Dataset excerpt
☆ ☆ ☆ ☆ ☆
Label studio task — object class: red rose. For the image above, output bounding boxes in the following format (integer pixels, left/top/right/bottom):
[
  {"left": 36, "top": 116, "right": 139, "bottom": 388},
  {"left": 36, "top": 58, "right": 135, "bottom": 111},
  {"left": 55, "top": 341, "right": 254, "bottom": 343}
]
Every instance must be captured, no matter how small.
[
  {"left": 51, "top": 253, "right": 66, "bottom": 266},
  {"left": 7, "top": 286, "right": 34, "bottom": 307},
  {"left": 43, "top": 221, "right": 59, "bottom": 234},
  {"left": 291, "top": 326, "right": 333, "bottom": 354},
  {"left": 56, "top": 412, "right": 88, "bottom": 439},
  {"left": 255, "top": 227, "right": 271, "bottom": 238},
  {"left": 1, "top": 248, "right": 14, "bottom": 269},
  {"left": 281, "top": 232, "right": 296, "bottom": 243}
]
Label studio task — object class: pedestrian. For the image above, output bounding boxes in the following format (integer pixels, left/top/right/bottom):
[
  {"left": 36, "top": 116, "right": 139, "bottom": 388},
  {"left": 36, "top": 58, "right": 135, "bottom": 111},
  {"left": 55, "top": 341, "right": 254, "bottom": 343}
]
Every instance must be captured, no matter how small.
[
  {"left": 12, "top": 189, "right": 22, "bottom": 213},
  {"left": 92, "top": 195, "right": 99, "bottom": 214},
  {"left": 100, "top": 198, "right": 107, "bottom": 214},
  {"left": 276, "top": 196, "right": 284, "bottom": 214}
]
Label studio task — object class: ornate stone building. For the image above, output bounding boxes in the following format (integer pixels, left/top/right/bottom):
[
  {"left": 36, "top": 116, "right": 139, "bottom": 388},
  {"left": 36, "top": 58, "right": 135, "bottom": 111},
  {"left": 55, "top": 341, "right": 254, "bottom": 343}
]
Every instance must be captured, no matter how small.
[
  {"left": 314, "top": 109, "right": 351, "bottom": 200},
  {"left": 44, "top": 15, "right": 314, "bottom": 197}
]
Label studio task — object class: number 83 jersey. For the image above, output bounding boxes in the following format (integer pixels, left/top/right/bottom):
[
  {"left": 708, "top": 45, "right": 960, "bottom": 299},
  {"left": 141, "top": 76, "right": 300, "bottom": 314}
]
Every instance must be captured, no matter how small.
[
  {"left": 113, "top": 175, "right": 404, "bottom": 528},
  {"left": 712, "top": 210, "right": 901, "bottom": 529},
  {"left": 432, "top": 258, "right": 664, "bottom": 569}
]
☆ ☆ ☆ ☆ ☆
Reproduce verbatim every line from the one containing "Label studio task — object class: number" through the end of the rows, inclusive.

WRITTEN ANSWER:
Label studio task — object class: number 83 jersey. For the image above, output bounding boxes in the following format (integer pixels, left/top/right/bottom):
[
  {"left": 708, "top": 45, "right": 960, "bottom": 299},
  {"left": 141, "top": 76, "right": 300, "bottom": 314}
]
Every instance must be captured, no matter how small.
[
  {"left": 113, "top": 175, "right": 404, "bottom": 528},
  {"left": 712, "top": 210, "right": 901, "bottom": 529},
  {"left": 432, "top": 258, "right": 664, "bottom": 569}
]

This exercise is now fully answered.